**原文节选**
• hadoop执行hdfs文件到hbase表插入操作(xjl456852原创)


    本例中需要将hdfs上的文本文件,解析后插入到hbase的表中.
    本例用到的hadoop版本2.7.2 hbase版本1.2.2

    hbase的表如下:
    1. create 'ns2:user', 'info'
    hdfs上的文本文件如下[data/hbase_input/hbase.txt]
    1. 1,xiejl,20
    2. 2,haha,30
    3. 3,liudehua,40
    4. 4,daoming,41
    可以通过命令查看hadoop的classpath现在包含哪些jar包:
    1. [hadoop@master ~]$ hdfs classpath

    java的主方法:
    1. package com.xjl456852.mapreduce;
    2. import org.apache.hadoop.fs.Path;
    3. import org.apache.hadoop.hbase.client.Put;
    4. import org.apache.hadoop.hbase.io.ImmutableBytesWritable;
    5. import org.apache.hadoop.hbase.mapreduce.TableOutputFormat;
    6. import org.apache.hadoop.io.Text;
    7. import org.apache.hadoop.mapreduce.Job;
    8. import org.apache.hadoop.mapreduce.lib.input.FileInputFormat;
    9. import java.io.IOException;
    10. /**
    11. * 将hdfs中的文本文件写入到hbase的表中
    12. * 程序的运行需要加入hadoop的配置文件和hbase的配置文件到jar包中
    13. * 对应的hbase的表
    14. * create 'ns2:user','info'
    15. *
    16. * Created by xiejl on 2016/8/10.
    17. */
    18. public class HBaseApp {
    19. public static void main(String [] args) {
    20. try {
    21. Job job = Job.getInstance();
    22. job.setJobName("text into hbase table");
    23. job.setJarByClass(HBaseApp.class);
    24. FileInputFormat.addInputPath(job, new Path(args[0]));
    25. //设置表名
    26. job.getConfiguration().set(TableOutputFormat.OUTPUT_TABLE, args[1]);
    27. //设置输出格式为table
    28. job.setOutputFormatClass(TableOutputFormat.class);
    29. //设置输出的key类型为ImmutableBytesWritable
    30. job.setOutputKeyClass(ImmutableBytesWritable.class);
    31. //设置输出的value类型为Put
    32. job.setOutputValueClass(Put.class);
    33. //因为map输出key和reduce输出的key类型不一致,所以需要再设置map的key输出类型为Text
    34. job.setMapOutputKeyClass(Text.class);
    35. //因为map输出value和reduce输出的value类型不一致,所以需要再设置map的value输出类型为Text
    36. job.setMapOutputValueClass(Text.class);
    37. //Mapper
    38. job.setMapperClass(MyMapper.class);
    39. //Reducer
    40. job.setReducerClass(MyReducer.class);
    41. System.exit(job.waitForCompletion(true) ? 0 : 1);
    42. } catch (InterruptedException e) {
    43. e.printStackTrace();
    44. } catch (IOException e) {
    45. e.printStackTrace();
    46. } catch (ClassNotFoundException e) {
    47. e.printStackTrace();
    48. }
    49. }
    50. }
    Mapper类:
    1. package com.xjl456852.mapreduce;
    2. import org.apache.hadoop.io.LongWritable;
    3. import org.apache.hadoop.io.Text;
    4. import org.apache.hadoop.mapreduce.Mapper;
    5. import java.io.IOException;
    6. /**
    7. * Created by xiejl on 2016/8/10.

**任务要求**
请接续上文关于将HDFS文本文件写入HBase表的文章，从其最后一行之后继续写下去。

**所供材料**
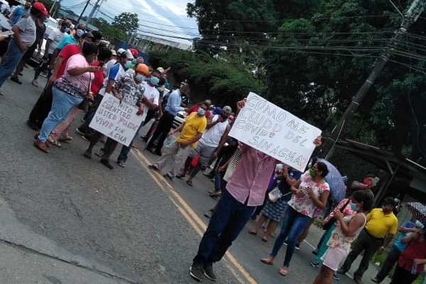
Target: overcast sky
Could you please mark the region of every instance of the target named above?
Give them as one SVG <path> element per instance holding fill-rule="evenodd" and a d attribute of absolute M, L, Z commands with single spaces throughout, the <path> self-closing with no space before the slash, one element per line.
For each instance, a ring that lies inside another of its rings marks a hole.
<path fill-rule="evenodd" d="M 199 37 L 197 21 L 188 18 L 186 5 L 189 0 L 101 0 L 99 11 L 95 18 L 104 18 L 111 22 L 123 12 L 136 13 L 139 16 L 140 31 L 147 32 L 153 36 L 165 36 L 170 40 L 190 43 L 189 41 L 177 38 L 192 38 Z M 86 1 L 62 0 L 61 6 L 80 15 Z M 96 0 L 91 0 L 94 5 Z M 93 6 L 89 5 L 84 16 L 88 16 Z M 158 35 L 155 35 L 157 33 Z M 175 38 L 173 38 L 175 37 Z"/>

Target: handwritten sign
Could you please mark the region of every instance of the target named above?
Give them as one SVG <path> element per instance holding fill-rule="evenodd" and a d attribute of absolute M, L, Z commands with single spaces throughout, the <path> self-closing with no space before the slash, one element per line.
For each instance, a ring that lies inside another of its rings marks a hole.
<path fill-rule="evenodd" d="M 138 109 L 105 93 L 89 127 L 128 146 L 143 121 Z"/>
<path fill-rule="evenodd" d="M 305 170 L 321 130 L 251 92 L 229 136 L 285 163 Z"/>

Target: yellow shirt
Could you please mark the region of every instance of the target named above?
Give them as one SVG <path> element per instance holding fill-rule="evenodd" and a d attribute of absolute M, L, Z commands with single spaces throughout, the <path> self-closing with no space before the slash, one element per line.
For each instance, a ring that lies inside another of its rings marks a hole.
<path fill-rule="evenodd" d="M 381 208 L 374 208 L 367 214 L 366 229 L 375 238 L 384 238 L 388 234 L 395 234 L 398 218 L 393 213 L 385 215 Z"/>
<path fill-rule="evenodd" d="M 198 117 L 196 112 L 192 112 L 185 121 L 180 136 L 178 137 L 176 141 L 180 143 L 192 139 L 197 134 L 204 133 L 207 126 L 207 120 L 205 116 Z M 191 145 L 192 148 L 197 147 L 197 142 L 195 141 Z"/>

* * *

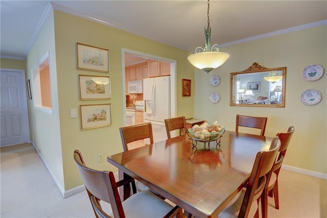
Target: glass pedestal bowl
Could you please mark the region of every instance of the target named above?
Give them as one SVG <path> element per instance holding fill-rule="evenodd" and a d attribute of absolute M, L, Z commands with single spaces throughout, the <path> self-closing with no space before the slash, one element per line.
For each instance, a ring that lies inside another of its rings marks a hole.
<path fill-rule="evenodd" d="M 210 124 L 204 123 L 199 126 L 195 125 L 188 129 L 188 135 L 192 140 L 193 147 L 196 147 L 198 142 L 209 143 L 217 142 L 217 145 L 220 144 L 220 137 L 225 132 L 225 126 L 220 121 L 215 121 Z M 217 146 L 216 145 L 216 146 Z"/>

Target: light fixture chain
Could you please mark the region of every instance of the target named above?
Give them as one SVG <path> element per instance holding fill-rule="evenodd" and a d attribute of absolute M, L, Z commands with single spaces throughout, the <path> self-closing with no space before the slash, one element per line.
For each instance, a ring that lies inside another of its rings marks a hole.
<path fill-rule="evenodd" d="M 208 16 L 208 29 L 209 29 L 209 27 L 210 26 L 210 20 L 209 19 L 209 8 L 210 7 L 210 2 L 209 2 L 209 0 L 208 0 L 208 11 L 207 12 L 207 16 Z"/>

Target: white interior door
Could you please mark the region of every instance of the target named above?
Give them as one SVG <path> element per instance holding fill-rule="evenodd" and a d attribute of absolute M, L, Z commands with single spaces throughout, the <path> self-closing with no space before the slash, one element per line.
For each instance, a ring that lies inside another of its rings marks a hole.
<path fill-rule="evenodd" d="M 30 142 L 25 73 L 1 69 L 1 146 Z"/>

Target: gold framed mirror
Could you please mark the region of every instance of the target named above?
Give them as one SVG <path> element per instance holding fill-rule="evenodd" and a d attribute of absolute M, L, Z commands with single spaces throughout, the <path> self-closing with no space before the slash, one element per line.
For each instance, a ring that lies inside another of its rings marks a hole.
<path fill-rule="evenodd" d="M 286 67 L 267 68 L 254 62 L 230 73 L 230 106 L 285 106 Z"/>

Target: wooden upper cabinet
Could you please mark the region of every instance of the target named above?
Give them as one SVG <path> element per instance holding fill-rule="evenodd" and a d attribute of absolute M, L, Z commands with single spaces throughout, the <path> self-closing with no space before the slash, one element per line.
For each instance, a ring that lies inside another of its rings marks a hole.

**参考作答**
    8. */
    9. public class MyMapper extends Mapper<LongWritable, Text, Text, Text> {
    10. @Override
    11. protected void map(LongWritable key, Text value, Context context) throws IOException, InterruptedException {
    12. String line = value.toString();
    13. int index = line.indexOf(",");
    14. String rowKey = line.substring(0, index);
    15. //跳过逗号
    16. String valueLine = line.substring(index+1);
    17. context.write(new Text(rowKey), new Text(valueLine));
    18. }
    19. }
    Reducer类:
    1. package com.xjl456852.mapreduce;
    2. import org.apache.hadoop.hbase.client.Put;
    3. import org.apache.hadoop.hbase.io.ImmutableBytesWritable;
    4. import org.apache.hadoop.hbase.util.Bytes;
    5. import org.apache.hadoop.io.Text;
    6. import org.apache.hadoop.mapreduce.Reducer;
    7. import java.io.IOException;
    8. /**
    9. * Created by xiejl on 2016/8/11.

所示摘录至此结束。